▶ [Activité 1]:
Signalez chaque ligne des enregistrements où figure le mot « positive » en la recopiant.

▶ [Passage cité]:
Dernièrement, j'ai lu Notre rue, un recueil de nouvelles de l'auteur hongrois Sandor Tar. J'avais apprécié cette description de l'après-guerre appauvri, entrant dans le communisme. C'était dur, un peu sombre, mais ponctué de moments tendres, un peu comme une chronique de village avec ses personnages pittoresques. Suffisamment douce-amer pour que je puisse apprécier l'expérience. Choucas, cet autre recueil de nouvelles, n'a pas opéré le même charme. Je n'ai pas détesté mais ce ne fut pas un coup de coeur non plus. Disons que, cette fois-ci, l'auteur a misé davantage sur le côté amer, dur et sombre.

▶ [Activité 2]:
Résumez le passage cité en deux phrases.

(Données stockées)
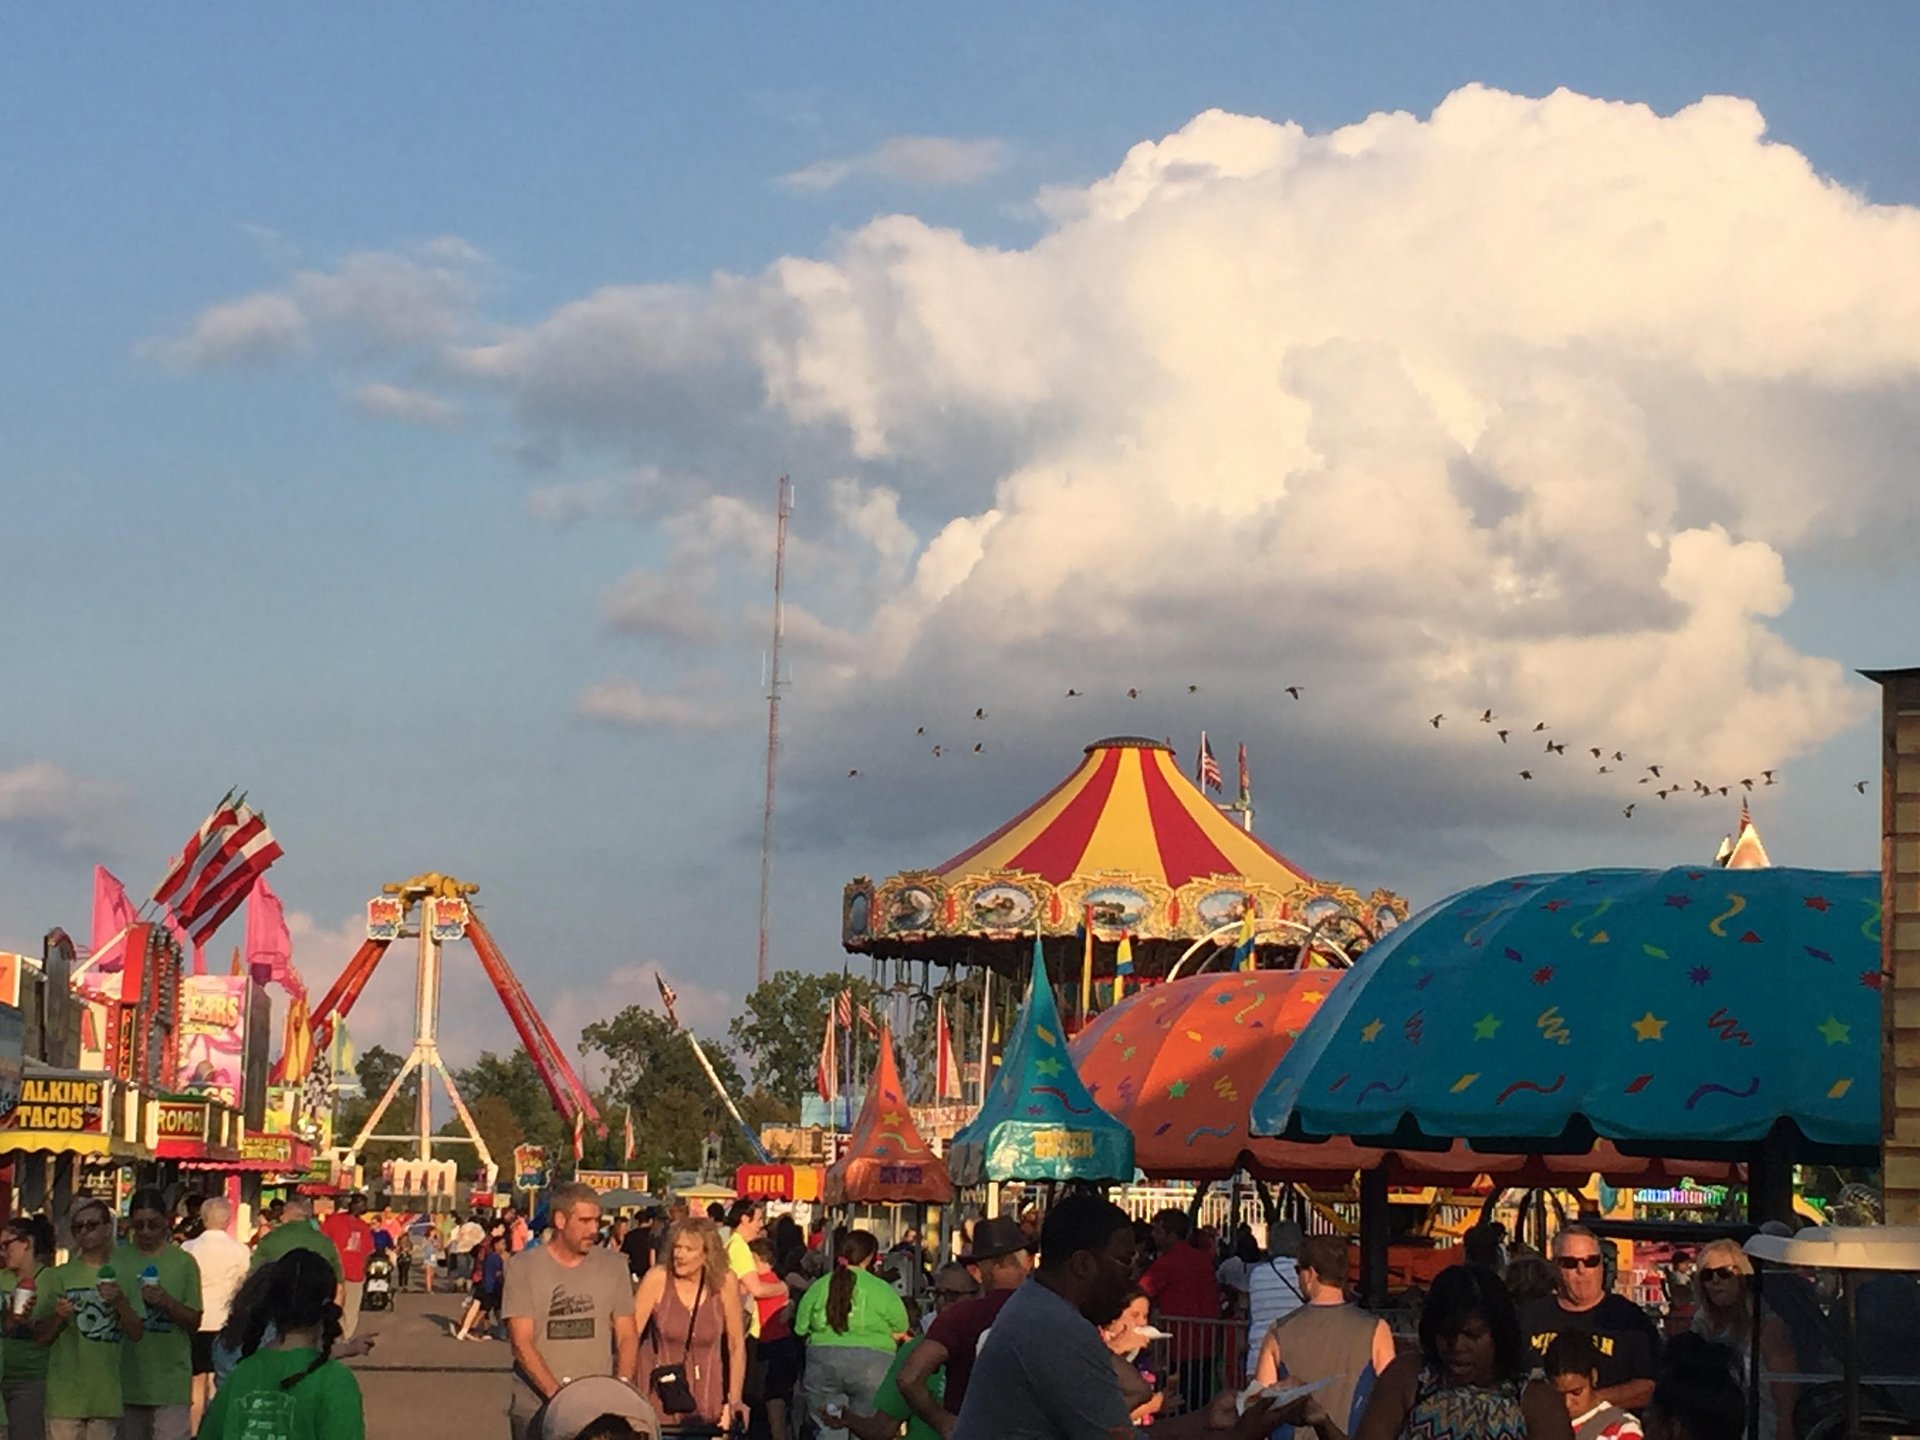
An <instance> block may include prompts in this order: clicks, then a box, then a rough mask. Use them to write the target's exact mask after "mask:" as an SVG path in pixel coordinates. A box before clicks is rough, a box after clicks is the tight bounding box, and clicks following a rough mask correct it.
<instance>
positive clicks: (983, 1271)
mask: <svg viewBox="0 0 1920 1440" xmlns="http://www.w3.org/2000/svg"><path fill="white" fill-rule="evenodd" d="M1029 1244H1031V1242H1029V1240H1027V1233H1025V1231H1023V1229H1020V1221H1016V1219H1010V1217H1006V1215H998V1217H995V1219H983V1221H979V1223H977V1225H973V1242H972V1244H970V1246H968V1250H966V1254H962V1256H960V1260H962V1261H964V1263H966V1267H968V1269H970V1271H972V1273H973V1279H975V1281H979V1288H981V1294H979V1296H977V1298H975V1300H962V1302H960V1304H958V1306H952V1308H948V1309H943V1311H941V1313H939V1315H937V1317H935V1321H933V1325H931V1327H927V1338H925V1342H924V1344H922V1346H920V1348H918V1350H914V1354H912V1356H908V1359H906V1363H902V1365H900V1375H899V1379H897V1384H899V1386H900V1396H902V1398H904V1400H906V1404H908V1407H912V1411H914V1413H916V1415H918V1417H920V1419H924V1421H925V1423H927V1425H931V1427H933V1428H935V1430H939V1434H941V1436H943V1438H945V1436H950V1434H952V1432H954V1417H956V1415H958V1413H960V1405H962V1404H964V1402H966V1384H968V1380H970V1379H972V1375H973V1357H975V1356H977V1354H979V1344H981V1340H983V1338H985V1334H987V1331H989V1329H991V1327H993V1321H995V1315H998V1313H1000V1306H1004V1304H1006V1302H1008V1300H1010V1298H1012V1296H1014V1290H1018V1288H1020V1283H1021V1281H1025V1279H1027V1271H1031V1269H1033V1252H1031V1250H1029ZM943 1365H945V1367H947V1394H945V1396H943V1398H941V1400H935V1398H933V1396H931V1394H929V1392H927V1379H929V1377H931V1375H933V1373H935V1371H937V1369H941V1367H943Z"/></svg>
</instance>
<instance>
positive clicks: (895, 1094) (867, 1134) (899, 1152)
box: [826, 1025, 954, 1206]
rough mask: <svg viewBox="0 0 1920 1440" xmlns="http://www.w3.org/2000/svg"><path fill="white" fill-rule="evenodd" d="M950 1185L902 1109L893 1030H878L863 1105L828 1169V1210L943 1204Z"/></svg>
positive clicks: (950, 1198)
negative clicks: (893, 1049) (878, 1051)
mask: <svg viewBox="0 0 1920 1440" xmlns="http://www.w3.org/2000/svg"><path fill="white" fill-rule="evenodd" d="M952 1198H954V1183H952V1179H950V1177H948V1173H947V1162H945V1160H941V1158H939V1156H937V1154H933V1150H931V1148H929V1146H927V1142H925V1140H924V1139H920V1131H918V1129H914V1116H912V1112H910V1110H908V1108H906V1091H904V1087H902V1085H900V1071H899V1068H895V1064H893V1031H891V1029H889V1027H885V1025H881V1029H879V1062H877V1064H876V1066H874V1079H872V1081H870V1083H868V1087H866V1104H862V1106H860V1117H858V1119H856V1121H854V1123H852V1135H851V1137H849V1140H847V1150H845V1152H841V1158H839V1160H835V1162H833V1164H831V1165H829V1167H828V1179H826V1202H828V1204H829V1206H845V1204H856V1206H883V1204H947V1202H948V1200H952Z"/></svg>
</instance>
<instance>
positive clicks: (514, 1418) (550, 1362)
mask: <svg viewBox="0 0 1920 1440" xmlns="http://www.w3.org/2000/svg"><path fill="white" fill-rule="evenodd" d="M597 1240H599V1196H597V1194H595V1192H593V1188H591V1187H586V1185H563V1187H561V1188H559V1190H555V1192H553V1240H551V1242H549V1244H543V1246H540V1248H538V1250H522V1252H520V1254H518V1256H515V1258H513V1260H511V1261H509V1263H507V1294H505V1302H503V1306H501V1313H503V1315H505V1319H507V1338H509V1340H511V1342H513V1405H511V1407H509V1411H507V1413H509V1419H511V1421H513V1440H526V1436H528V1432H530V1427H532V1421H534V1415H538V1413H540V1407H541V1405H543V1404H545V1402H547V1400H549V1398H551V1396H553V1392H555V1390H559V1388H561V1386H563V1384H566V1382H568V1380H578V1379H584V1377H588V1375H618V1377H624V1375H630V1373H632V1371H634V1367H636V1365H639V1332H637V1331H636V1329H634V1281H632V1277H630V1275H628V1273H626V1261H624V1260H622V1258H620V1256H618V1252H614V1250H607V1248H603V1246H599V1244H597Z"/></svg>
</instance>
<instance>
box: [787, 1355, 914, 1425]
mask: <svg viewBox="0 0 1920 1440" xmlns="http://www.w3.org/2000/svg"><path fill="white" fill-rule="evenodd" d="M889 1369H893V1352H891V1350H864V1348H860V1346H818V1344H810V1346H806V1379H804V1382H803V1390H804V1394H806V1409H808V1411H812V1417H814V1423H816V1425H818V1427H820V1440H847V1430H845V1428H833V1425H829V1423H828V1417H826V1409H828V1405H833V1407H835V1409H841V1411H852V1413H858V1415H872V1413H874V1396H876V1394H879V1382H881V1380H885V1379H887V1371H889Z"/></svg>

==

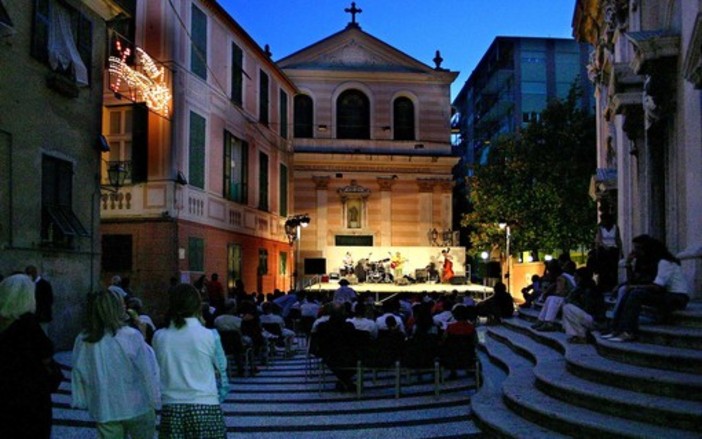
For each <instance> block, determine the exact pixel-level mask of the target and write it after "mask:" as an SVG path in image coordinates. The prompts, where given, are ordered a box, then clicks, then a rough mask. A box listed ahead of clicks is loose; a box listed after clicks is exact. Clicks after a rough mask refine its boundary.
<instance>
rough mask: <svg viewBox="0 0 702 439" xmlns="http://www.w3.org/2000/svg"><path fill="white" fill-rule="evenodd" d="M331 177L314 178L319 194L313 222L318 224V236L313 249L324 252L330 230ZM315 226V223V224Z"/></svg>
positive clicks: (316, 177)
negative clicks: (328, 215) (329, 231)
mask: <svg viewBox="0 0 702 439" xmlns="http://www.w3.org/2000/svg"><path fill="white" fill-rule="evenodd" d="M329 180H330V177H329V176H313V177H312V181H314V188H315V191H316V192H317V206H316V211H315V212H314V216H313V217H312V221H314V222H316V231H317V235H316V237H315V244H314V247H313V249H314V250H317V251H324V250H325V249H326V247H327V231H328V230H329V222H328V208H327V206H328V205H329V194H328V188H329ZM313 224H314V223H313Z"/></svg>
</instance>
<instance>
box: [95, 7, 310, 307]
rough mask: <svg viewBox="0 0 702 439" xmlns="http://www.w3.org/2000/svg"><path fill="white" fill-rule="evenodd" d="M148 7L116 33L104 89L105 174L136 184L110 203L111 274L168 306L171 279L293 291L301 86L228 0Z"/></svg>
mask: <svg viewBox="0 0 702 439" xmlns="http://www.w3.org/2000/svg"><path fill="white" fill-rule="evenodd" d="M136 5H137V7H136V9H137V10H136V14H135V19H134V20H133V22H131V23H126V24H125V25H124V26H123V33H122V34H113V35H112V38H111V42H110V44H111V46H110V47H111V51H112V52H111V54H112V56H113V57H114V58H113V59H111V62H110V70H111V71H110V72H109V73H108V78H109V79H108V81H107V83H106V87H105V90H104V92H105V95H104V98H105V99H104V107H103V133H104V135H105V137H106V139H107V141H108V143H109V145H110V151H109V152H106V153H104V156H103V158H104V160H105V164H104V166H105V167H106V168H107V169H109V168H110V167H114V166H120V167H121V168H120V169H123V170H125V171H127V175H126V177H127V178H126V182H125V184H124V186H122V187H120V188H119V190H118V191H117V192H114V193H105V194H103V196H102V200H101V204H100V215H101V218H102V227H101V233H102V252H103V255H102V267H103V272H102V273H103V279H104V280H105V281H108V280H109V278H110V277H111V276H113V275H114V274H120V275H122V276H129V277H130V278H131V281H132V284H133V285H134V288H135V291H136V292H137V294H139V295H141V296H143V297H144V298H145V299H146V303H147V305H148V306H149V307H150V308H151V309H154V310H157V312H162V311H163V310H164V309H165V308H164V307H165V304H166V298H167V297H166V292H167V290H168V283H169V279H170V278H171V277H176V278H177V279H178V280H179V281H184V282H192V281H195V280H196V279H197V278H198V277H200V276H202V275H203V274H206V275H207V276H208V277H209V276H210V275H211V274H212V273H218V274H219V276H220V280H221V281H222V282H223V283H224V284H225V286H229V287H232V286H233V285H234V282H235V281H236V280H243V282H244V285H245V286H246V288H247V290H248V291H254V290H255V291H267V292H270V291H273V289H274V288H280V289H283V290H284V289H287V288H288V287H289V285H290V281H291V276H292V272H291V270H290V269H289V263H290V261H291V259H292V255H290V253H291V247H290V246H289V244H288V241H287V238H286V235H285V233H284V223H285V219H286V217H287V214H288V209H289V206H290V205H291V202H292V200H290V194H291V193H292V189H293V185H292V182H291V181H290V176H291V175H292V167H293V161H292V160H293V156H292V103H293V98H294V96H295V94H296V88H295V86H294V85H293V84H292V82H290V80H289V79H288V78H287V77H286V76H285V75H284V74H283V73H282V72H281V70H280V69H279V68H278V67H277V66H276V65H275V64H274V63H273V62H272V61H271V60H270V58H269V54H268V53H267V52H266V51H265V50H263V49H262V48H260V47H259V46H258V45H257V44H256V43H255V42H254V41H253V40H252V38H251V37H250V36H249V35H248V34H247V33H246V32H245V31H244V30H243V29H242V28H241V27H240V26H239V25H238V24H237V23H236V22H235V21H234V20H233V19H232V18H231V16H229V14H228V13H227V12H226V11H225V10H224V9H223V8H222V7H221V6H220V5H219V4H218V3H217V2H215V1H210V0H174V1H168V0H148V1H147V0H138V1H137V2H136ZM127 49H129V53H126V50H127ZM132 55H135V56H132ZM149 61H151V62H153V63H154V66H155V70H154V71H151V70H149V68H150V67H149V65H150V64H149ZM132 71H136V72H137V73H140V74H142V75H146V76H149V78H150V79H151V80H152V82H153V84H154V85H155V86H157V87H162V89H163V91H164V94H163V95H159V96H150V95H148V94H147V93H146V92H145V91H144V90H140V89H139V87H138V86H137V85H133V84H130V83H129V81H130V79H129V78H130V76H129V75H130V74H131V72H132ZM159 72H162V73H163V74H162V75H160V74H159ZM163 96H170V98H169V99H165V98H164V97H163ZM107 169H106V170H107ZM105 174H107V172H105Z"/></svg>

...

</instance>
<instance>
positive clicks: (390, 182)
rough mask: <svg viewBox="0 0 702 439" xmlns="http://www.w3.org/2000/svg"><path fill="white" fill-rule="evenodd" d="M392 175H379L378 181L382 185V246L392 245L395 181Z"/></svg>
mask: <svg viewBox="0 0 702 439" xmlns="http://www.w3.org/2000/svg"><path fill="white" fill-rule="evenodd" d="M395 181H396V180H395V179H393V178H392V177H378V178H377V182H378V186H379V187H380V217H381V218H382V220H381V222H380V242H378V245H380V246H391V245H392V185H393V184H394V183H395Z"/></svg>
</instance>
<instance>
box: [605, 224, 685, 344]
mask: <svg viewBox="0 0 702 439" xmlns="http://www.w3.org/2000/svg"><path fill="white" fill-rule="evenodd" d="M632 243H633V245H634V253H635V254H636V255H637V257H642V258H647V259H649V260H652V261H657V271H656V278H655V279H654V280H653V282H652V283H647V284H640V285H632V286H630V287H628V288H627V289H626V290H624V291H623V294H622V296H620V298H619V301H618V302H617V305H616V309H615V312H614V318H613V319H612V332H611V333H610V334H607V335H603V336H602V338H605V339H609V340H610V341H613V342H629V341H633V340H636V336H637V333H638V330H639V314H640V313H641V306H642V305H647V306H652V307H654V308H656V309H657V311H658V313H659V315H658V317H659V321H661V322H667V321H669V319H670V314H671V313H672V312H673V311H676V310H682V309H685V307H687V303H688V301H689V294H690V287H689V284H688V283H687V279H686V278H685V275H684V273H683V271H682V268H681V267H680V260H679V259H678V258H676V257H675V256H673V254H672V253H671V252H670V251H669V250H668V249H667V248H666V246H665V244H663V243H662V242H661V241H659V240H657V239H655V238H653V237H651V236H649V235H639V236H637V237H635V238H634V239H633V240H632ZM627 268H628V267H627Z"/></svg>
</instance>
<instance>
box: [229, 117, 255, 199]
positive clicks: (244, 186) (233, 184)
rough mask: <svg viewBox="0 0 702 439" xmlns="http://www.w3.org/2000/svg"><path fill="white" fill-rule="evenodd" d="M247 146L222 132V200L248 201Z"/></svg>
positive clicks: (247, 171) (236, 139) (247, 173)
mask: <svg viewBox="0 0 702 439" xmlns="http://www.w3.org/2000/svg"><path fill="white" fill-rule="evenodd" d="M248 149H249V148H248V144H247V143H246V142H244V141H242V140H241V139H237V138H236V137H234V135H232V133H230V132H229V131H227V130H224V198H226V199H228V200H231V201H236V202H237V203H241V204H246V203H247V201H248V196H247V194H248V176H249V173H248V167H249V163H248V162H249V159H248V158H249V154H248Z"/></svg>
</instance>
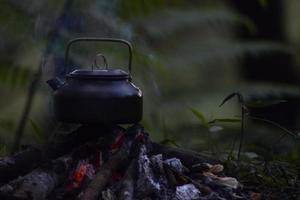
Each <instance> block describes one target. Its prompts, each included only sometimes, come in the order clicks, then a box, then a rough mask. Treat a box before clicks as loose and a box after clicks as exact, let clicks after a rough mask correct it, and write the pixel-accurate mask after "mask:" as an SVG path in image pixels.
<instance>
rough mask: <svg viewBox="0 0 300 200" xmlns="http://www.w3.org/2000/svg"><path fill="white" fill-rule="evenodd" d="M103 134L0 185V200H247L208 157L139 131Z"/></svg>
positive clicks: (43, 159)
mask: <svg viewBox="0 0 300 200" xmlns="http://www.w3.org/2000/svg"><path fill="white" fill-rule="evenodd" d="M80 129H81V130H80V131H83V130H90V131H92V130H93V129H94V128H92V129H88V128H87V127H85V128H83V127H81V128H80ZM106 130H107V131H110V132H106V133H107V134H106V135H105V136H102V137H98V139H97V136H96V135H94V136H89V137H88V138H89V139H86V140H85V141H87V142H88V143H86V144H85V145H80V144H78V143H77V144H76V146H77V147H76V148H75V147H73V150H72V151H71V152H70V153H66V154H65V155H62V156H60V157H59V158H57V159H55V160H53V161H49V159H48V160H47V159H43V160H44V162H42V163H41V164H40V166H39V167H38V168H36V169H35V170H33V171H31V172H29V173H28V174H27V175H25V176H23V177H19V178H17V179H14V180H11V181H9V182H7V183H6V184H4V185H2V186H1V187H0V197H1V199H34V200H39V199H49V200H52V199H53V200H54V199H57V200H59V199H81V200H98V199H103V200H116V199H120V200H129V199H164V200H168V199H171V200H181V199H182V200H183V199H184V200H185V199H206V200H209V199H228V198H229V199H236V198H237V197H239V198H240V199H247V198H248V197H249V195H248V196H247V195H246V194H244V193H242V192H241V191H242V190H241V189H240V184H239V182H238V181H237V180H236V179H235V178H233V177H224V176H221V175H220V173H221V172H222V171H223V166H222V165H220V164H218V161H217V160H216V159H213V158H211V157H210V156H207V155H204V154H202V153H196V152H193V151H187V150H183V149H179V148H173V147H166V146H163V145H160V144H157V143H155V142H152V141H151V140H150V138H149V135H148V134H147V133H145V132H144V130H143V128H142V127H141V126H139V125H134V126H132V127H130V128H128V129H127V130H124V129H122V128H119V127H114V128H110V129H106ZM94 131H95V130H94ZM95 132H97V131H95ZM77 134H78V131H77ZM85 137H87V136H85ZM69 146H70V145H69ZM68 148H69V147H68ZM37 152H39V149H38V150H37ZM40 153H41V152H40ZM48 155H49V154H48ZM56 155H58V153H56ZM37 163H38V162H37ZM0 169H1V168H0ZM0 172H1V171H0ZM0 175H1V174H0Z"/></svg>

▶ [Zone de réponse 1]:
positive clicks: (983, 1271)
positive clicks: (895, 1094) (867, 1134) (899, 1152)
positive clicks: (950, 1198)
positive clicks: (514, 1418) (550, 1362)
positive clicks: (316, 177)
positive clicks: (390, 182)
positive clicks: (244, 186) (233, 184)
positive clicks: (247, 171) (236, 139) (247, 173)
positive clicks: (43, 159)

▶ [Zone de réponse 2]:
Le passage évoque Notre rue, un recueil de nouvelles du Hongrois Sandor Tar sur l'après-guerre appauvri entrant dans le communisme, apprécié pour son ton dur mais ponctué de moments tendres. Choucas, un autre de ses recueils, n'a pas opéré le même charme sans pour autant être détesté, l'auteur ayant cette fois misé davantage sur le côté amer, dur et sombre.